• Assignment
Each line of the listing needs to be given again exactly.

• Data for review
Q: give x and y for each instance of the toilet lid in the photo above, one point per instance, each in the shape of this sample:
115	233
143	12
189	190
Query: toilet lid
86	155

• Written solution
Q: give x and y for each instance of the toilet lid in the photo above, one point per instance, each in the shape of this sample:
115	233
143	12
189	190
Query: toilet lid
86	155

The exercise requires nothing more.